PAGE EXCERPT -
%%

The Institute for Public Health Faculty Scholar Program (2014 -2025) was instrumental in supporting, connecting and promoting public health work by faculty at all eight WashU schools.
“Whether through funding opportunities, encouraging multidisciplinary engagement, or by accentuating their individual work, the program helped provide value-added benefits to our scholars’ academic career pursuits related to public health.”
William G. Powderly, the Larry J. Shapiro Director of the Institute for Public Health
Initiated in 2014 and continuing through June 2025, the Institute for Public Health Faculty Scholar Program encompassed more than 380 faculty from multiple disciplines across WashU, providing a supportive infrastructure for meaningful collaborative exchanges. A critical part of the program’s success was its portfolio of strategies suited to aid scholars in various disciplines, at different stages in their careers, and with distinctive pathways toward success. The institute worked with scholars to spark productive collaborations, remove barriers to collaboration, and to offer an easy pathway for scholars to broaden their networks for public health research, practice, advocacy and teaching activities.
Responding to the needs and interests of faculty working in public health, the Institute provided rich opportunities and convenient tools for connection, for learning about their colleagues’ work and for fostering collaborations to ultimately advance their public health pursuits.
What is a faculty scholar?
An Institute for Public Health ‘faculty scholar’ is defined as a WashU faculty member engaged in research, practice, advocacy, education (i.e., teaching) or another scholarly activity that is relevant to the aims of public health. Faculty scholars were actively selected to join the program based on their desire to collaborate with other disciplines to help to expand their own work, refine research questions, enhance development of interventions, improve practice delivery, enrich teaching, etc.

%%

TASK SET -
**1)** According to the faculty scholar program page, how many faculty did the program include?
**2)** Turn the paragraph of the faculty scholar program page that begins "Initiated in 2014 and continuing through June 2025" into a short bulleted list that keeps its main facts.

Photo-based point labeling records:

%%

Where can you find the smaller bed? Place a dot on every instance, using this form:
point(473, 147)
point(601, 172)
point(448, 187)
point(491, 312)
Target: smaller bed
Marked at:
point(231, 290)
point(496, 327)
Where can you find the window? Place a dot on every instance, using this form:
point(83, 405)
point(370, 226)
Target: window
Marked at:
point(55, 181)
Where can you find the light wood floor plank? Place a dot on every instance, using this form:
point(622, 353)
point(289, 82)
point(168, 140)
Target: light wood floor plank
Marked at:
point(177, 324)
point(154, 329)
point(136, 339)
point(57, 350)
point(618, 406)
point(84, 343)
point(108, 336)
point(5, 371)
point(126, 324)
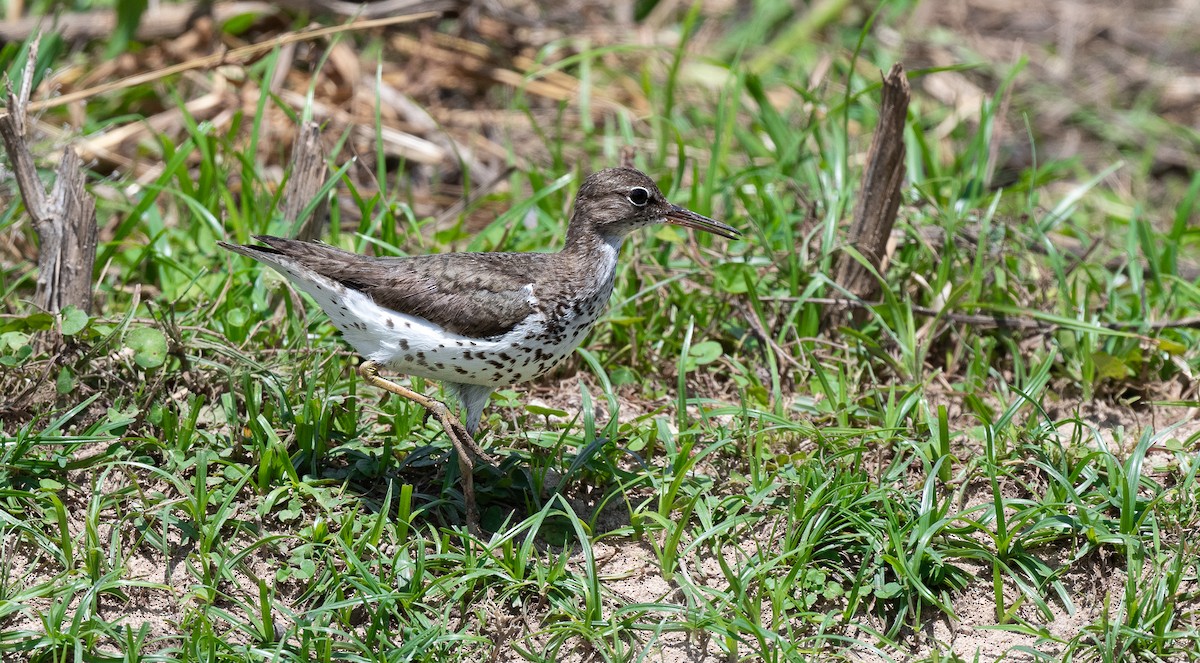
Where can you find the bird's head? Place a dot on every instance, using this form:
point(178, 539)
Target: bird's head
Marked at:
point(616, 202)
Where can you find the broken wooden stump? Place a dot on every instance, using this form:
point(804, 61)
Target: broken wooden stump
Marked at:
point(879, 199)
point(309, 173)
point(64, 219)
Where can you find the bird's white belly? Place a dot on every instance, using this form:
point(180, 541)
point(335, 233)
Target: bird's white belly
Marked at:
point(417, 346)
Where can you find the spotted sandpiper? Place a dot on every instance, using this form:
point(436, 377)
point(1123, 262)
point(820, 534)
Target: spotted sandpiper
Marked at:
point(479, 321)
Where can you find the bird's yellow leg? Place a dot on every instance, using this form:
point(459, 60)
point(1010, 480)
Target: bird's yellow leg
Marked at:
point(463, 443)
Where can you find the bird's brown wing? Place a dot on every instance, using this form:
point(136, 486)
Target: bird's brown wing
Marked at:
point(472, 294)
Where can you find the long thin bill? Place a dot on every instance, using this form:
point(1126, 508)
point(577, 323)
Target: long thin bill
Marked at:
point(683, 216)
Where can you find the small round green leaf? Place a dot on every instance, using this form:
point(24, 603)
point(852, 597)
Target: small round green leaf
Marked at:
point(149, 346)
point(73, 320)
point(705, 352)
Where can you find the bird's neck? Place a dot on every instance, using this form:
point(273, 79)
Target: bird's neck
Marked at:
point(591, 254)
point(582, 239)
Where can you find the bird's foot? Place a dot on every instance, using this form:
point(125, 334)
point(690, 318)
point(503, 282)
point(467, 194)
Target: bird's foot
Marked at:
point(463, 442)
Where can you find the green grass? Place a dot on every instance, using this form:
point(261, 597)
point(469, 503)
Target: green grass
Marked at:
point(199, 475)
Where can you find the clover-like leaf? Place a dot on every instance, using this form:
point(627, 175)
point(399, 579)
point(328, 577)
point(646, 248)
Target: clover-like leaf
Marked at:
point(149, 346)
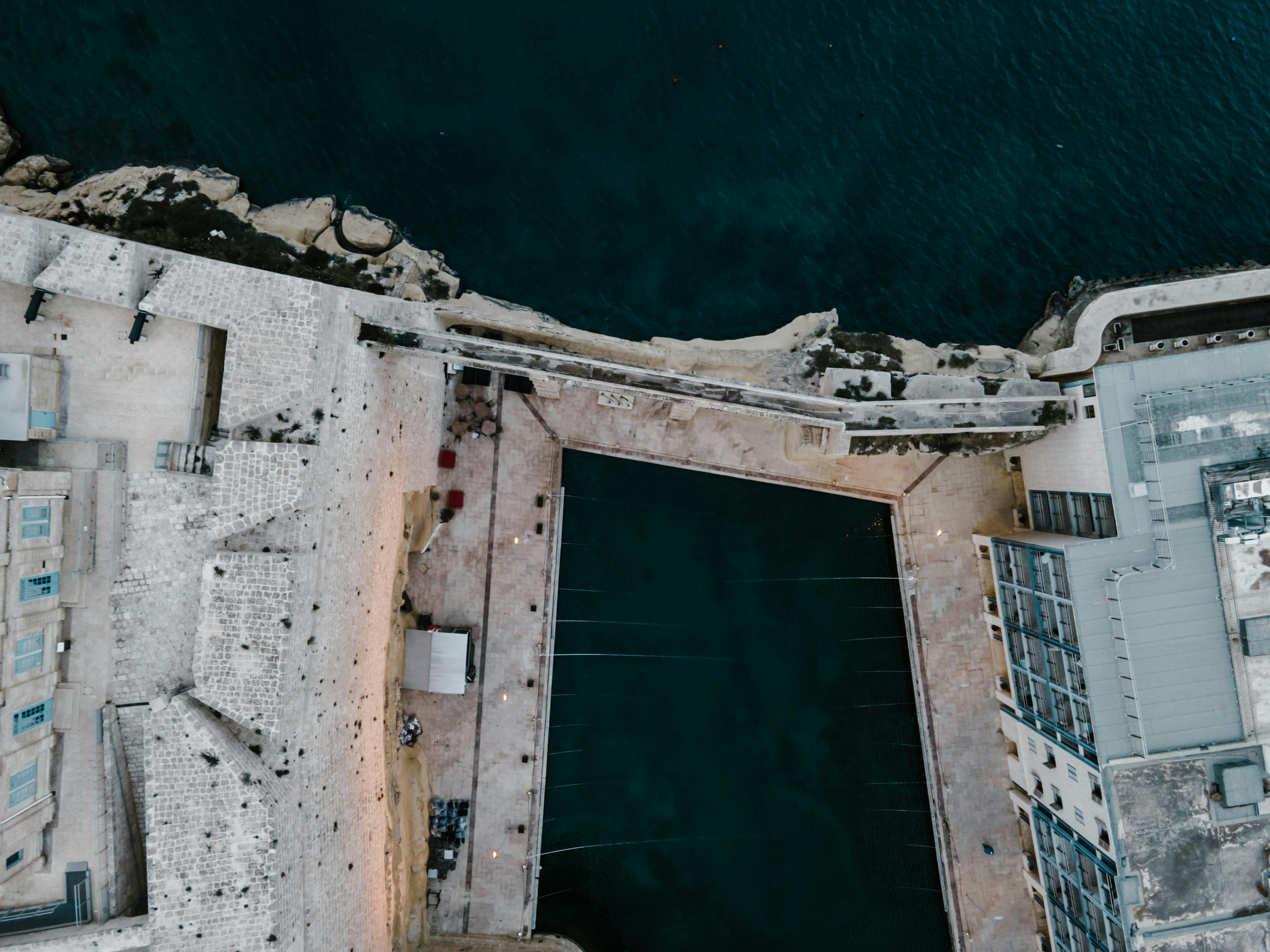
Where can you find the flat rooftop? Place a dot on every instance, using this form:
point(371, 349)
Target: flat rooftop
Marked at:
point(1188, 676)
point(1200, 866)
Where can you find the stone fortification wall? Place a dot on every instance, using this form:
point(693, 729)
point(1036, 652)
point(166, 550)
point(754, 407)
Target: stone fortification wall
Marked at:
point(255, 483)
point(272, 323)
point(120, 935)
point(244, 624)
point(154, 602)
point(211, 836)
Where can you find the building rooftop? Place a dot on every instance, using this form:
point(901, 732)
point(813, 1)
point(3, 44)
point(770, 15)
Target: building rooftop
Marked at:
point(1198, 866)
point(1183, 682)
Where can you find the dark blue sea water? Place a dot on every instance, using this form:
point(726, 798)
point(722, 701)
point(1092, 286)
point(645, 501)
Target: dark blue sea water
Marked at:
point(773, 756)
point(897, 161)
point(893, 159)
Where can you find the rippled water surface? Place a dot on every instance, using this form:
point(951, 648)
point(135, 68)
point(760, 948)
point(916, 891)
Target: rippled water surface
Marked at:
point(895, 161)
point(764, 736)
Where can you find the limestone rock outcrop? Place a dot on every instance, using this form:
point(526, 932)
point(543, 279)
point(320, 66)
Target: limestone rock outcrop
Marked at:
point(302, 220)
point(10, 142)
point(366, 230)
point(44, 172)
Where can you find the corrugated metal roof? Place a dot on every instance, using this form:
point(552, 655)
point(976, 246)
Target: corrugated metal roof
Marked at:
point(1184, 677)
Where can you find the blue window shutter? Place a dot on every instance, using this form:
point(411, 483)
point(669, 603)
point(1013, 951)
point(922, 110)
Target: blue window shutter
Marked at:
point(22, 786)
point(30, 654)
point(35, 521)
point(39, 587)
point(31, 718)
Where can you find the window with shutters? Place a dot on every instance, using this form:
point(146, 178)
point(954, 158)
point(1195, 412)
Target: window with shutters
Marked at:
point(1080, 885)
point(1043, 648)
point(37, 587)
point(35, 522)
point(30, 654)
point(22, 786)
point(30, 718)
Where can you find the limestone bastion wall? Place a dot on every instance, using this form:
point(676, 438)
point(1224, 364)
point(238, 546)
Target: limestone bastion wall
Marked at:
point(244, 623)
point(177, 624)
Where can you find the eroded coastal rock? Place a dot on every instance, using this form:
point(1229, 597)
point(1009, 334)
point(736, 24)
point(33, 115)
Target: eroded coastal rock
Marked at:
point(205, 213)
point(10, 142)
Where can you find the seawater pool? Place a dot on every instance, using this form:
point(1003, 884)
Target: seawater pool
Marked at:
point(728, 687)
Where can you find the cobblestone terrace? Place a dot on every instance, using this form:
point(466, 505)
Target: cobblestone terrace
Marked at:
point(380, 439)
point(959, 496)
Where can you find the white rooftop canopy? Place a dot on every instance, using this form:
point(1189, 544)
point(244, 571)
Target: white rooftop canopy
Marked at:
point(436, 662)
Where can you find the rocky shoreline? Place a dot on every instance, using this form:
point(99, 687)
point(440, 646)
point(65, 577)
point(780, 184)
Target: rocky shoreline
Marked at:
point(205, 213)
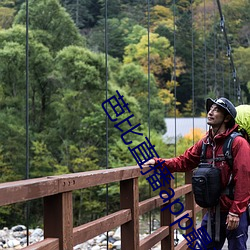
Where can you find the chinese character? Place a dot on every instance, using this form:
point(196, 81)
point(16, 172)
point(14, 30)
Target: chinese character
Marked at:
point(198, 239)
point(130, 130)
point(146, 152)
point(116, 105)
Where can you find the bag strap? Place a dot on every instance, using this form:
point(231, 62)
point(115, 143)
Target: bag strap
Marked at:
point(203, 152)
point(227, 148)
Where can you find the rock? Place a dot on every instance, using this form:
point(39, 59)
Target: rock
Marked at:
point(95, 248)
point(18, 228)
point(117, 235)
point(13, 243)
point(100, 238)
point(117, 244)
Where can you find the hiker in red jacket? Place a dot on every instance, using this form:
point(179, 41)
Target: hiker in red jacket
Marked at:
point(233, 225)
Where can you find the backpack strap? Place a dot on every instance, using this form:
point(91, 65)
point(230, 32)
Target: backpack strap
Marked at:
point(203, 152)
point(227, 148)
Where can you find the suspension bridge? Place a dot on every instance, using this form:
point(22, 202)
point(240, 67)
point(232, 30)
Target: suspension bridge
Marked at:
point(56, 192)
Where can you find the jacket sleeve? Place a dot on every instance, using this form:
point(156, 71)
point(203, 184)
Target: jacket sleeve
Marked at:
point(185, 162)
point(241, 175)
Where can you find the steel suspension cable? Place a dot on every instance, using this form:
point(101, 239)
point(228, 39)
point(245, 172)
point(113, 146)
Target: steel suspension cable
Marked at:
point(106, 82)
point(175, 95)
point(215, 52)
point(27, 207)
point(205, 50)
point(192, 73)
point(229, 54)
point(148, 28)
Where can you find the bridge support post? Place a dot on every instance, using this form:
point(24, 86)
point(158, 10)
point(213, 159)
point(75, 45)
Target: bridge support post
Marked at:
point(129, 198)
point(190, 202)
point(58, 219)
point(166, 219)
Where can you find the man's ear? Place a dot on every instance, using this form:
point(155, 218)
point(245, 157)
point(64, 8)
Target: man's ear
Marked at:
point(228, 118)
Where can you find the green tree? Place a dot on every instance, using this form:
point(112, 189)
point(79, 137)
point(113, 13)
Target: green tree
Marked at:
point(53, 25)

%%

OUTPUTS IN ORDER -
**1)** More than 380 faculty from multiple disciplines across WashU.

**2)**
- Ran from 2014 through June 2025 and included more than 380 faculty from multiple disciplines across WashU.
- Provided a supportive infrastructure for meaningful collaborative exchanges.
- Succeeded largely through a portfolio of strategies suited to scholars in different disciplines, at different career stages, and with distinctive pathways toward success.
- Worked with scholars to spark productive collaborations, remove barriers to collaboration, and offer an easy way to broaden their networks for public health research, practice, advocacy and teaching.